## Verilen alıntı
Görüntülediğiniz mahkeme kararı henüz kesinleşmemiştir. Yararlı olması amacıyla eklenmiştir.
T.C.
İZMİR
7. ASLİYE TİCARET MAHKEMESİ
ESAS NO : 2023/557 Esas
KARAR NO : 2023/856
DAVA : İtirazın İptali (Taşıma Sözleşmesi Kaynaklı)
DAVA TARİHİ : 20/07/2023
KARAR TARİHİ : 09/11/2023
Mahkememizde görülmekte olan İtirazın İptali (Taşıma Sözleşmesi Kaynaklı) davasının yapılan açık yargılaması sonunda,
Davacı vekili dava dilekçesinde özetle; dava dışı … Taşımacılık Turizm Gıda Organizasyon İnşaat Tekstil Sanayi Ve Ticaret Limited Şirketi’nin müvekkili şirket nezdinde … Mali Mesuliyet Sigortası ile sigortalı olduğunu, …’den …, …, …, …’a gönderilmek üzere yüklemesi yapılan muhtelif cins, sayı ve ebatta zirai ilaç emtiasının … nolu taşıma faturasına istinaden … / … plakalı araç ile taşıma işlemine konu edilen emtiaların sağlam, eksiksiz ve hasarsız bir vaziyette nakliye aracına yüklenmişse de alıcılara teslim edilmediğini, bu nedenlerle yasal mevzuatlar gereği davalıların emtiaların teslim edilmemesinden doğan zarar nedeniyle müştereken ve müteselsilen sorumlu olacaklarının kabulünün gerektiğini, dava konusu emtiaların alıcılara teslim edilmemesine ilişkin olarak yapılan inceleme ve araştırma sonucu tanzim edilen … nolu ekspertiz raporuna göre emtialarda 464.080,44-TL’lik zarar meydana geldiğinin tespit edildiğini, böylece müvekkili şirket tarafından poliçe teminatı kapsamında bulunan zarar bedeli olarak dava dışı sigortalı firmaya 17.12.2021 tarihinde 464.080,44-TL tazminat bedeli ödenerek dava dışı sigortalı firmadan temlikname alındığını, davalılar aleyhine icra takibi başlatılırken dava dışı sigortalı firmaya yapılan 17.12.2021 tazminat ödeme tarihinden itibaren takip öncesi faiz işletildiğini belirterek davalı-borçluların Kemalpaşa İcra Müdürlüğü’nün … E. Sayılı icra takip dosyasına yapmış oldukları (yetki itirazları da dahil) haksız ve kötüniyetli tüm itirazlarının iptali ile takibin icra takibindeki takip talebinde belirtilen şartlarda devamına, davalı-borçluların %20 den aşağı olmamak üzere icra inkâr tazminatı ödemelerine, yargılama giderleri ile vekalet ücretinin karşı taraflara yükletilmesine karar verilmesini talep etmiştir.

## Görev amacı
Mahkeme kararında "Görüntülediğiniz mahkeme kararı" ile başlayıp "DAVA : İtirazın İptali (Taşıma Sözleşmesi Kaynaklı)" sözleriyle biten bölümü, "İZMİR" yerine "ANKARA" koyarak değiştirin ve yeniden yazın.

(Konum etiketleme veri kümesinden alıntılar)
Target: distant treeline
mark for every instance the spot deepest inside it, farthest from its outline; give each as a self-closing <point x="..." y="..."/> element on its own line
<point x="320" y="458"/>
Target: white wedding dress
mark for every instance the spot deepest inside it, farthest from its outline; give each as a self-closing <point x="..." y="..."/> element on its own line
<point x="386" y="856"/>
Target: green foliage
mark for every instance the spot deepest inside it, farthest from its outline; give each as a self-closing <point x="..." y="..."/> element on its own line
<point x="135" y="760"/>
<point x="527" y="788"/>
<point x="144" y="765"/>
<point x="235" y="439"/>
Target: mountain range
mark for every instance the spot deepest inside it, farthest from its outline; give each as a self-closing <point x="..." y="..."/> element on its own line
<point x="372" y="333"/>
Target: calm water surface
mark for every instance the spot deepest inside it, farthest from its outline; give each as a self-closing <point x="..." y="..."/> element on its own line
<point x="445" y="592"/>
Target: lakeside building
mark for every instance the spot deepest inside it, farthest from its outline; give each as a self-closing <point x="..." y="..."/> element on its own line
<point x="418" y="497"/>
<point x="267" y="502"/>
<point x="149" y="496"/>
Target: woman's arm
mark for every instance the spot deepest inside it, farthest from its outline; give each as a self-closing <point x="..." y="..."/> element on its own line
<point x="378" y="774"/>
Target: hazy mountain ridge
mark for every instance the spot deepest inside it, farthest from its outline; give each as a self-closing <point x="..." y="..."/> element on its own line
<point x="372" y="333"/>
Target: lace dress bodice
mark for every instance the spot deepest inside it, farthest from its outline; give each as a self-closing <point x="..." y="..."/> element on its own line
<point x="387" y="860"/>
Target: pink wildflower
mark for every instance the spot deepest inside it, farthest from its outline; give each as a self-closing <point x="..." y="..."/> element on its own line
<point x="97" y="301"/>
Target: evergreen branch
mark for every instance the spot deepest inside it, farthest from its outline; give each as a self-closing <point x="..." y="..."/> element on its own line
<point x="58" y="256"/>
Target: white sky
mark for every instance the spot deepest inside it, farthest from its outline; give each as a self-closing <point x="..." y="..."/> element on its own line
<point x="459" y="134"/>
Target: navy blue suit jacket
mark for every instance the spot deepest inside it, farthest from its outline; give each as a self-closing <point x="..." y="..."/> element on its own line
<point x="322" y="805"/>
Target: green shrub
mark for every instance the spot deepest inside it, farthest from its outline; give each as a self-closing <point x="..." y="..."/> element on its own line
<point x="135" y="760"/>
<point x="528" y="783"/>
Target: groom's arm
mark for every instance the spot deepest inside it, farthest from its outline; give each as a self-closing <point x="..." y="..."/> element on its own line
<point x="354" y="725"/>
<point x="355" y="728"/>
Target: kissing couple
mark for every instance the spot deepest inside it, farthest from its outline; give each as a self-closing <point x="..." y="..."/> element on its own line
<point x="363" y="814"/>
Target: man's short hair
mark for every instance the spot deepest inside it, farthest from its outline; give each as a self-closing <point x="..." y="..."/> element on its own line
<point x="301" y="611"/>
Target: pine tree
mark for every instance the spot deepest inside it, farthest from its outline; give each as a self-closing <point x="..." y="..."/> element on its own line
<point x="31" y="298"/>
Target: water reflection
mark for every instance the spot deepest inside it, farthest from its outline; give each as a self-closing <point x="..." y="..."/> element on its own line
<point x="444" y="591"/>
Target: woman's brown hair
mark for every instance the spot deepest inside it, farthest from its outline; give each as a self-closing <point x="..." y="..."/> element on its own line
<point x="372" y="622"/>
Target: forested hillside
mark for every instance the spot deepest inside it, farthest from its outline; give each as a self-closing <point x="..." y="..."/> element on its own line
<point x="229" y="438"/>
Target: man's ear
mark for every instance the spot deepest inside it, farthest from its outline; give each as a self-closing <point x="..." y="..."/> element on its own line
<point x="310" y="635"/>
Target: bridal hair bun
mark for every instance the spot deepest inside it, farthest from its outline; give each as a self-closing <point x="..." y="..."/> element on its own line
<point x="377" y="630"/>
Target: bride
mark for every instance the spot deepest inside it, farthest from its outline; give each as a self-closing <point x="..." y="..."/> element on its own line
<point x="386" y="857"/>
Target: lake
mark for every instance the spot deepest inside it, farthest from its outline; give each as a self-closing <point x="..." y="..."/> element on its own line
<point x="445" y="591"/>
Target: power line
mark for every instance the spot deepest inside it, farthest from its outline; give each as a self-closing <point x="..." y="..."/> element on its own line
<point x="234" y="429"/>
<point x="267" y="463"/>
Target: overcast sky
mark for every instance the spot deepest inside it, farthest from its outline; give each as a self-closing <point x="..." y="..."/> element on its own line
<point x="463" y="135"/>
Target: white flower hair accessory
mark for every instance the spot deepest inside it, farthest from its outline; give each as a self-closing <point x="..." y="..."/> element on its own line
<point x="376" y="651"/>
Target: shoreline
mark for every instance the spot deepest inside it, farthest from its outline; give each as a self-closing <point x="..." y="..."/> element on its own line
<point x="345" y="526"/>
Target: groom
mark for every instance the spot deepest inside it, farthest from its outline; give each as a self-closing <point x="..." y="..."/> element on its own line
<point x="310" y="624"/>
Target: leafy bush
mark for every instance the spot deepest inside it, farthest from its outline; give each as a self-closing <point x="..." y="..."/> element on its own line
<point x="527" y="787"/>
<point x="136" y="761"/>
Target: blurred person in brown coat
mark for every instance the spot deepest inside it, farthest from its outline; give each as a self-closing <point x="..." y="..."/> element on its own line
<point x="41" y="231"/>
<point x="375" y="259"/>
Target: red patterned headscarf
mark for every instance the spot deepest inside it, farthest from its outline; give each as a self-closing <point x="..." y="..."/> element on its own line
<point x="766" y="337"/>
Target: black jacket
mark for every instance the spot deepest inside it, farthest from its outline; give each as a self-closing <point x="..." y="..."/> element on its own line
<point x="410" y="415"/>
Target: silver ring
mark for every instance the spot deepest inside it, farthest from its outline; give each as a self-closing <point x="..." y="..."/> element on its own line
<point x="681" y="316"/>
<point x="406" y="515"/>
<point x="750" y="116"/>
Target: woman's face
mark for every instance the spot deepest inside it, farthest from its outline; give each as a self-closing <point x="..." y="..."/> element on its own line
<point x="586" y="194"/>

## Alıştırmanın cevabı
Görüntülediğiniz mahkeme kararı henüz kesinleşmemiştir. Yararlı olması amacıyla eklenmiştir.
T.C.
ANKARA
7. ASLİYE TİCARET MAHKEMESİ
ESAS NO : 2023/557 Esas
KARAR NO : 2023/856
DAVA : İtirazın İptali (Taşıma Sözleşmesi Kaynaklı)